• _Work to be completed_: Every record must be retyped as it stands.

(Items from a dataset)

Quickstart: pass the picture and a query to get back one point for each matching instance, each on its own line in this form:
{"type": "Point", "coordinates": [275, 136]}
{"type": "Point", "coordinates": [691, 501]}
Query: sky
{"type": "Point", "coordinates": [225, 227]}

• _Task response_:
Quickstart: pass the picture and a query to get back one point for each matching instance, each on its own line in this form:
{"type": "Point", "coordinates": [275, 136]}
{"type": "Point", "coordinates": [691, 501]}
Query: sky
{"type": "Point", "coordinates": [225, 227]}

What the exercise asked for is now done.